Leio este trecho como Jung nos mostrando que psiquismo é movimento, mas um movimento inespecífico. Não há ponto de chegada, mas há movimento. Unindo isto a uma outra conceituação de Jung sobre o psiquismo, ou seja, que psique é igual à imagem, podemos lançar a seguinte proposição: psiquismo é igual a movimento em direção às imagens, não esquecendo de se enfatizar o "s" plural.
Isto me recorda um trecho de Grande Sertão: Veredas de Guimarães Rosa, onde o personagem Riobaldo fala:

O senhor... Mira veja: o mais importante e bonito, do mundo, é isto: que as pessoas não estão sempre iguais, ainda não foram terminadas -- mas que elas vão sempre mudando. Afinam ou desafinam. Verdade maior.

O pensamento de Levinas pode nos ajudar a realçar a força radical desta formulação e apontar o caráter essencialmente ético do processo de individuação expresso através da relação do eu com o Outro.

### Lista de tarefas
1. Devolva o trecho da seleção começando em "Leio este trecho" e seguindo até "com o Outro.".
2. Segundo a seleção, a que Jung iguala a psique?

### Dados fornecidos
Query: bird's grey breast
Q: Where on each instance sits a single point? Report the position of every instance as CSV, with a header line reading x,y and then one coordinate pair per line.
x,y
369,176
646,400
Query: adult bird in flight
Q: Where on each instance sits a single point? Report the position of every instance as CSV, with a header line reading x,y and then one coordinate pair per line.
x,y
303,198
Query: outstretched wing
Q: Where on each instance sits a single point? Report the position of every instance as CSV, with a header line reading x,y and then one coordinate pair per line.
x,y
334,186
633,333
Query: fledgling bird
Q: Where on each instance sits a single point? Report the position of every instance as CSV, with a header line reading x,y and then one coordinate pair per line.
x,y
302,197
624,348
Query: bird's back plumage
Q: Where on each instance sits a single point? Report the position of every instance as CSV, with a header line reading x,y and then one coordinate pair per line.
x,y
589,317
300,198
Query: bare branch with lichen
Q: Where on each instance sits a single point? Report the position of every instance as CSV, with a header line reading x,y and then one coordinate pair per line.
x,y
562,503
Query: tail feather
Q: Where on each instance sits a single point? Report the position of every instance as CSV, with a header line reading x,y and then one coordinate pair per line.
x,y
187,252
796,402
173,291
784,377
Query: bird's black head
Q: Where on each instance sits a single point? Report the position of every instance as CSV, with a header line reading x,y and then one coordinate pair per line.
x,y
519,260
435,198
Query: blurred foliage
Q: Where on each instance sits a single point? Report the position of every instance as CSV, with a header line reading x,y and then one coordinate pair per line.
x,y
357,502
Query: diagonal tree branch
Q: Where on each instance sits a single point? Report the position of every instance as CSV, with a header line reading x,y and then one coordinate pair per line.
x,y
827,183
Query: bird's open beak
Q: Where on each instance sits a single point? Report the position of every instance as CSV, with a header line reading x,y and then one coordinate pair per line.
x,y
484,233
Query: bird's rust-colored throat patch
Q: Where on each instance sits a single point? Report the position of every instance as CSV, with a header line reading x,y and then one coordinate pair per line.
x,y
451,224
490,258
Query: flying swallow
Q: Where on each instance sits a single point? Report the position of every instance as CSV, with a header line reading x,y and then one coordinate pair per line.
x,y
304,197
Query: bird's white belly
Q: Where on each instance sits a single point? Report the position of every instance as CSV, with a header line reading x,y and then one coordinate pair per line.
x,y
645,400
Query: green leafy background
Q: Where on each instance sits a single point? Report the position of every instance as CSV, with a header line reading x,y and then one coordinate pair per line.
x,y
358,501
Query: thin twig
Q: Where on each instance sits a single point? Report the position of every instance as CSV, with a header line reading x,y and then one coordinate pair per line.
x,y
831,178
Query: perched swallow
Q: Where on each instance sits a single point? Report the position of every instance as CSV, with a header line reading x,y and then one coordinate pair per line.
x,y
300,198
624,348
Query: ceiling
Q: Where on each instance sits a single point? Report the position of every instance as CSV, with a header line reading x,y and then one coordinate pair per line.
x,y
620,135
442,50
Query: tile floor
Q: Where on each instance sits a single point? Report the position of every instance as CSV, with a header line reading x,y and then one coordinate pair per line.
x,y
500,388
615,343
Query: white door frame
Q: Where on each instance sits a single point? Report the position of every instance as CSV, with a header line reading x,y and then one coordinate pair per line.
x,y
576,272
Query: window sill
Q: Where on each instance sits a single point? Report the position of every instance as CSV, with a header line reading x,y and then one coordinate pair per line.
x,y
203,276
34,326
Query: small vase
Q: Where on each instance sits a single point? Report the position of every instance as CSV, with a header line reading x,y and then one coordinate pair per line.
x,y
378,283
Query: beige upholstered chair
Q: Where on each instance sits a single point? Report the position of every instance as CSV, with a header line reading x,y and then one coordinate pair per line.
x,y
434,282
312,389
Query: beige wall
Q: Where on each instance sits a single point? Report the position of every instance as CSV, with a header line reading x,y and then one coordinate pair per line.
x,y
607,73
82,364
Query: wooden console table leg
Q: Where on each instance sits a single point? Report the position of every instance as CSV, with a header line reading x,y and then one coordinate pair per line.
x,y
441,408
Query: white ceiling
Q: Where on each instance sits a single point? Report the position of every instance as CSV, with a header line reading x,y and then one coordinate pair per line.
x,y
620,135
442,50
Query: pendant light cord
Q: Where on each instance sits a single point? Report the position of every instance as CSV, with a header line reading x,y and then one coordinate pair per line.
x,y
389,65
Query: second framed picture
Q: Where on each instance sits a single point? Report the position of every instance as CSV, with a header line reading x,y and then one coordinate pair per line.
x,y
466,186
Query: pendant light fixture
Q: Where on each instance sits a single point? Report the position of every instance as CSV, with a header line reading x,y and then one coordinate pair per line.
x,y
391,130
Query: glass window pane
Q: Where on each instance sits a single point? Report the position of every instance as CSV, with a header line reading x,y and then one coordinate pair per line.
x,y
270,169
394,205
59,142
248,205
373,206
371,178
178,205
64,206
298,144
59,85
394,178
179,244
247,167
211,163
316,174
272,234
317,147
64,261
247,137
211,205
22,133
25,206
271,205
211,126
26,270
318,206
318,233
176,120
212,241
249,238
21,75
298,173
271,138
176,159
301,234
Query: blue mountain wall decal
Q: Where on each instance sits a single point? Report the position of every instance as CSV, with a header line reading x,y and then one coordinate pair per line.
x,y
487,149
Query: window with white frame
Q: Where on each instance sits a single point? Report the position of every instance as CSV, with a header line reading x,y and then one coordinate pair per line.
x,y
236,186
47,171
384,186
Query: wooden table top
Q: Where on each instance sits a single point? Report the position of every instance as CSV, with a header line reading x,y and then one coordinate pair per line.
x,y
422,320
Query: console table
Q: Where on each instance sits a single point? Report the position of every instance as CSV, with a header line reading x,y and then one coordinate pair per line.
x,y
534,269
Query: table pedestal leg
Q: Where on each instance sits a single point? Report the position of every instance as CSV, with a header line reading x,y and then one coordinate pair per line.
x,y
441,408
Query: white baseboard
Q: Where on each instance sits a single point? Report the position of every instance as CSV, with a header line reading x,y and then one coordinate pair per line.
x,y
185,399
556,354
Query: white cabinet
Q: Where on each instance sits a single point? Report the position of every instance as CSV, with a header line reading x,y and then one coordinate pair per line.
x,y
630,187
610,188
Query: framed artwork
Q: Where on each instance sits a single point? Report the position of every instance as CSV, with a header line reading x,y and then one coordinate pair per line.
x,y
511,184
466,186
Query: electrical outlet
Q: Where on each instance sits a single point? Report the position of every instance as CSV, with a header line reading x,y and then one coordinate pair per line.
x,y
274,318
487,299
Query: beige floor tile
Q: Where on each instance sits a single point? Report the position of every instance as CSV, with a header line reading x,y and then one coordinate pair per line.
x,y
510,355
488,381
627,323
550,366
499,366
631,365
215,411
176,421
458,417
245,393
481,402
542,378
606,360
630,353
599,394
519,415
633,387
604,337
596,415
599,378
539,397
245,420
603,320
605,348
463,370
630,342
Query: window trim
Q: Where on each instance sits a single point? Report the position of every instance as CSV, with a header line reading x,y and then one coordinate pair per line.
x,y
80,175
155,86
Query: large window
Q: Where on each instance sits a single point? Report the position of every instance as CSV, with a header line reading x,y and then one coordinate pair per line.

### Respostas do exercício
1.
Leio este trecho como Jung nos mostrando que psiquismo é movimento, mas um movimento inespecífico. Não há ponto de chegada, mas há movimento. Unindo isto a uma outra conceituação de Jung sobre o psiquismo, ou seja, que psique é igual à imagem, podemos lançar a seguinte proposição: psiquismo é igual a movimento em direção às imagens, não esquecendo de se enfatizar o "s" plural.
Isto me recorda um trecho de Grande Sertão: Veredas de Guimarães Rosa, onde o personagem Riobaldo fala:

O senhor... Mira veja: o mais importante e bonito, do mundo, é isto: que as pessoas não estão sempre iguais, ainda não foram terminadas -- mas que elas vão sempre mudando. Afinam ou desafinam. Verdade maior.

O pensamento de Levinas pode nos ajudar a realçar a força radical desta formulação e apontar o caráter essencialmente ético do processo de individuação expresso através da relação do eu com o Outro.

2. Jung iguala a psique à imagem.